Per favore, converti in una lista JSON di stringhe le righe dell'elenco che segue, partendo da quella che contiene "yellow wildflower, reported" e terminando con quella che contiene "Query: yellow wildflower", entrambe comprese. Usa una stringa per ogni riga e tralascia le righe vuote.

Record di posizionamento dei punti:

=======

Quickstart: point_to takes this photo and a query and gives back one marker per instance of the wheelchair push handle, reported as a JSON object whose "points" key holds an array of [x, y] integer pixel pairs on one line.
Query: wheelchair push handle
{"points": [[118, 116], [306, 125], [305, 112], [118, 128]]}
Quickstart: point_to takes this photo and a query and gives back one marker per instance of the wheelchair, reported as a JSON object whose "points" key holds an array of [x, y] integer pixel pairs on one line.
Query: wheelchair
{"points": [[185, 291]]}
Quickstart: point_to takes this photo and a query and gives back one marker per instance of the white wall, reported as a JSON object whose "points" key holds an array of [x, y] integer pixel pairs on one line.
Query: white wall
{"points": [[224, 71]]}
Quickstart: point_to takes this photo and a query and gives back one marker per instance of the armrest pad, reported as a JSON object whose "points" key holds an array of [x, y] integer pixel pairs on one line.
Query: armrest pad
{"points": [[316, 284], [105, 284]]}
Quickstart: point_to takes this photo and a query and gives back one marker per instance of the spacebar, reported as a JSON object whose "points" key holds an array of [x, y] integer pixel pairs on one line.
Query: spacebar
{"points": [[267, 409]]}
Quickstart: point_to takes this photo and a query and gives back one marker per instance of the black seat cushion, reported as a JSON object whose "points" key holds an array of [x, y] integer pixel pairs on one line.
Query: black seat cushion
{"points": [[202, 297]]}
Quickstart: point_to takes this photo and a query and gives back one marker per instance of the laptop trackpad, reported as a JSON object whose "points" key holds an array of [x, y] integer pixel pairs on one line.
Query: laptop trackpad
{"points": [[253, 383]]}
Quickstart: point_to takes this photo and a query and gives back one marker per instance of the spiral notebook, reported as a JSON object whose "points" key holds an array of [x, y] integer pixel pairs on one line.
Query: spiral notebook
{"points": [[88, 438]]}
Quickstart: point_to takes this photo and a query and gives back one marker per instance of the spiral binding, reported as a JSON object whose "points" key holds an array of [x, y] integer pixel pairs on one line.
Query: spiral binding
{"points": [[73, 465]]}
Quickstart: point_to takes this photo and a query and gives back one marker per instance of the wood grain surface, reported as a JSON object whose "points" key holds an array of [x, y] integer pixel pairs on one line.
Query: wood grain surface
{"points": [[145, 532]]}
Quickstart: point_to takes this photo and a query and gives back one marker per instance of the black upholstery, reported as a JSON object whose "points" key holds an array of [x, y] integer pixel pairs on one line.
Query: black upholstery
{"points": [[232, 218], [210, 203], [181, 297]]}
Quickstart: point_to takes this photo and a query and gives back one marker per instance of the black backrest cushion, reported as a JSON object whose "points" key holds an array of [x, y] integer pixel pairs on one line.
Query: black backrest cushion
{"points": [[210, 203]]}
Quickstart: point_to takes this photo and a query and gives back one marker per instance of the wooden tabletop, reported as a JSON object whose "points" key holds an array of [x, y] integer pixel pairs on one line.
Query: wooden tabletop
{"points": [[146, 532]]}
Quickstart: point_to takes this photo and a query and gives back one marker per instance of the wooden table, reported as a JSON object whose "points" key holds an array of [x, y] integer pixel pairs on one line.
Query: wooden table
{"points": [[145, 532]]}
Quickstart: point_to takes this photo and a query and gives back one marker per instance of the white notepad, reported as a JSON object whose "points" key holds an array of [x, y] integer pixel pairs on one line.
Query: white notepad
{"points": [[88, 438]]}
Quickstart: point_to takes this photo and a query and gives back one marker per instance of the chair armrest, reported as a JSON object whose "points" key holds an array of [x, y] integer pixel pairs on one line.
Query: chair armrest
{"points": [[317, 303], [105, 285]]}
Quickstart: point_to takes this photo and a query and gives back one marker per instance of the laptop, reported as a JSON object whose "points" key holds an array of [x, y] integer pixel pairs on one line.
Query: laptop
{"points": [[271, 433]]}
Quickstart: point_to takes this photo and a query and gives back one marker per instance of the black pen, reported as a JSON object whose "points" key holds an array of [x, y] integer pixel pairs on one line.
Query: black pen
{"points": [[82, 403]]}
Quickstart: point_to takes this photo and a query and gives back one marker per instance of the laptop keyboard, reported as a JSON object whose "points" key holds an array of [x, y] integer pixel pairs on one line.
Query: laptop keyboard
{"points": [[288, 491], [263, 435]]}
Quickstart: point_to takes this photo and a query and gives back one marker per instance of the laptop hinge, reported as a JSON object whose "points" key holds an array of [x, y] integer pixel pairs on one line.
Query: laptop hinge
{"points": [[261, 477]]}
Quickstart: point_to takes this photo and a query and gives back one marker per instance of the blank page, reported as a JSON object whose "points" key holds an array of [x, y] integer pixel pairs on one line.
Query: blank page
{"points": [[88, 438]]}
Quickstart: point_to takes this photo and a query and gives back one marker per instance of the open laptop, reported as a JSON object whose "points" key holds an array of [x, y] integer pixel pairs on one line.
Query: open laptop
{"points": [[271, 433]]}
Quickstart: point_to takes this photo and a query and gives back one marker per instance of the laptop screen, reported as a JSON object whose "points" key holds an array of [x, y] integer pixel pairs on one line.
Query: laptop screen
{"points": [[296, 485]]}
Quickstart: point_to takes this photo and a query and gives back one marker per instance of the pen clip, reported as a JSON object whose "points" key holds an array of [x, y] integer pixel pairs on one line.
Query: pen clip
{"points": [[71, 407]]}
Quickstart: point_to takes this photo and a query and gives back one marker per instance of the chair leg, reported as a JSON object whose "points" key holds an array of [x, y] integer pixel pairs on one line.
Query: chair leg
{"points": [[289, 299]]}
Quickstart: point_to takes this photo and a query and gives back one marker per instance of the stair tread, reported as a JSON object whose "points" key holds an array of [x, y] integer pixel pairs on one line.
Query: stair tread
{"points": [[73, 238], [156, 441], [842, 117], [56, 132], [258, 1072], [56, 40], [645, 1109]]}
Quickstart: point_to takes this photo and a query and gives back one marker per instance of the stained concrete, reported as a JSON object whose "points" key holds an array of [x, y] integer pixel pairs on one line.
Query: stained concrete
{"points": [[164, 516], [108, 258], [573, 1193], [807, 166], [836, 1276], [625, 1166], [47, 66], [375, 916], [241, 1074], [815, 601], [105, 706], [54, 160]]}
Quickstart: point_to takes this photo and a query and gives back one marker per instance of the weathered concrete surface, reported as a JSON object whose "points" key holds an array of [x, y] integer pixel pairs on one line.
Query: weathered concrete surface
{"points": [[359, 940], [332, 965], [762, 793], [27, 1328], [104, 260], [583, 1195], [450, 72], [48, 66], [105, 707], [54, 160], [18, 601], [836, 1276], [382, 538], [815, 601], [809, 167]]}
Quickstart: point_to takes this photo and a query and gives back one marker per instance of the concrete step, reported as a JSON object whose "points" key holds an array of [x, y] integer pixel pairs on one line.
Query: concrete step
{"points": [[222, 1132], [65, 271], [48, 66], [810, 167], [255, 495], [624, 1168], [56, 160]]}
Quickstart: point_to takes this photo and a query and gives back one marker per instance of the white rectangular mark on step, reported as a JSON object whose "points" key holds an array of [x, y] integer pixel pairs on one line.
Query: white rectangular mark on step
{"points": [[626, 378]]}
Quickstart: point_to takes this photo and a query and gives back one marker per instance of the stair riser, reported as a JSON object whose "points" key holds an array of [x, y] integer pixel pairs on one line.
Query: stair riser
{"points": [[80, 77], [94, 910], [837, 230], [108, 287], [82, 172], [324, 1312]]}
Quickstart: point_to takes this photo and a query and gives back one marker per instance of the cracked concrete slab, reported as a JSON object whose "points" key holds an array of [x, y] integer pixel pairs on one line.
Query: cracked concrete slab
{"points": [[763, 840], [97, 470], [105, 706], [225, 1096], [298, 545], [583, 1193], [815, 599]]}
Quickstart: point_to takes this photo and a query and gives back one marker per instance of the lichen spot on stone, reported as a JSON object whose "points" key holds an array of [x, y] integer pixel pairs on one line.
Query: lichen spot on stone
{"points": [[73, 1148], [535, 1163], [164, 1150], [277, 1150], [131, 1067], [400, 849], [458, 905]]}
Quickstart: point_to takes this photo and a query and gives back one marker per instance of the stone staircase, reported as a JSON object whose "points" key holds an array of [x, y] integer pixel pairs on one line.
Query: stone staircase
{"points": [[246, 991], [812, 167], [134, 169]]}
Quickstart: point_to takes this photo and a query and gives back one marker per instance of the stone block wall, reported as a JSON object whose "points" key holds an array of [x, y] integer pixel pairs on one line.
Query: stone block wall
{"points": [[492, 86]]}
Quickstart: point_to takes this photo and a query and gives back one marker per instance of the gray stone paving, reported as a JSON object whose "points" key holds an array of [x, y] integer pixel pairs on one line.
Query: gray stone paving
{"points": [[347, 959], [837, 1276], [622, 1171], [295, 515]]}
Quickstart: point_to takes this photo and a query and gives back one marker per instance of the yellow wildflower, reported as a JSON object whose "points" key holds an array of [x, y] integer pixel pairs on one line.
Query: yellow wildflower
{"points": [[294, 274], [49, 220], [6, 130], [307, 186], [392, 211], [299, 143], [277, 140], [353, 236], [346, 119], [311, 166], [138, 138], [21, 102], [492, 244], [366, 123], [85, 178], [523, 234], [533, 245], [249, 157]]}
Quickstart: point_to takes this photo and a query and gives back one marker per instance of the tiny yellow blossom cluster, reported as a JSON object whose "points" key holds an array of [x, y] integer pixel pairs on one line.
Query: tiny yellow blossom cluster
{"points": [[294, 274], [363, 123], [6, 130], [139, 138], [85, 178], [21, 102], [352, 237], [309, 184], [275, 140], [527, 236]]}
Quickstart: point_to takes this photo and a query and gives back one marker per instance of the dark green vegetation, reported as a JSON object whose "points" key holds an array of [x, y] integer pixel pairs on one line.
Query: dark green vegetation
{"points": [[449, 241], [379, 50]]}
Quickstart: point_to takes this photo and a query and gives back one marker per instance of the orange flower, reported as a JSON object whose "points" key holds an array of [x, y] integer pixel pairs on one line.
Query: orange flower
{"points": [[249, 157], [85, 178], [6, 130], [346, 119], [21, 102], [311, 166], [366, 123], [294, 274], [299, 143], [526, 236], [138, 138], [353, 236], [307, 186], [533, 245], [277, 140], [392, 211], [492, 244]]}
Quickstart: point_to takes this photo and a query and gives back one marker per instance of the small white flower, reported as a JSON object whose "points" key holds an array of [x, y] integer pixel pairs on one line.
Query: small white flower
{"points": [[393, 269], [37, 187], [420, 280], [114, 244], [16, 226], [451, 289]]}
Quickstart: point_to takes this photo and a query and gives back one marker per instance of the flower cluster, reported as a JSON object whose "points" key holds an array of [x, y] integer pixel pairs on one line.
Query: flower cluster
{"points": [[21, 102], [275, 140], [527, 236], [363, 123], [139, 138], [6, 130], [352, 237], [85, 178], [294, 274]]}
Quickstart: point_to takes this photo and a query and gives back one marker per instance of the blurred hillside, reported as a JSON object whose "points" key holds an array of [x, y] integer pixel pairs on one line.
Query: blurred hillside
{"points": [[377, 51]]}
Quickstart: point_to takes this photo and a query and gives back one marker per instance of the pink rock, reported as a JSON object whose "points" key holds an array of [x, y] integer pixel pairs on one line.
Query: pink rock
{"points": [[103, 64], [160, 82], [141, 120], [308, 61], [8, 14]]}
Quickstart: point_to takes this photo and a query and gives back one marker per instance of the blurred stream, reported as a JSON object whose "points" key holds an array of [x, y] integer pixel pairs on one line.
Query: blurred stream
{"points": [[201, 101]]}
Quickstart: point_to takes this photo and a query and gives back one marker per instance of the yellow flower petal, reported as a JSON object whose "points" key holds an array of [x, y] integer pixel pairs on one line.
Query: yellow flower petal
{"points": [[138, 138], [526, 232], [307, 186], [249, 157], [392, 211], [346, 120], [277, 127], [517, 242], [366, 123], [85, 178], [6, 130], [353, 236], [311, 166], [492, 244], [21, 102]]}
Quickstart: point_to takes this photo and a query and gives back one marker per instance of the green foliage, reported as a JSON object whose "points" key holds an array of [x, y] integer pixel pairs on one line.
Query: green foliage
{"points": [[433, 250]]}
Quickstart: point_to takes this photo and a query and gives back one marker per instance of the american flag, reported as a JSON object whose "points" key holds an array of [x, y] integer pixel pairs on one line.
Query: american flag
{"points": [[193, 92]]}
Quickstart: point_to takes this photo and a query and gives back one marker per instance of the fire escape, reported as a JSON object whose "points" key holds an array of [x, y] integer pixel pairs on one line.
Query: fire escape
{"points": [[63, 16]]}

=======

_SOLUZIONE SVOLTA_
[
  "Quickstart: point_to takes this photo and a query and gives back one marker per instance of the yellow wildflower, reported as a JSON object whose \"points\" key holds an array of [x, y] integer pixel pairs on one line.",
  "Query: yellow wildflower"
]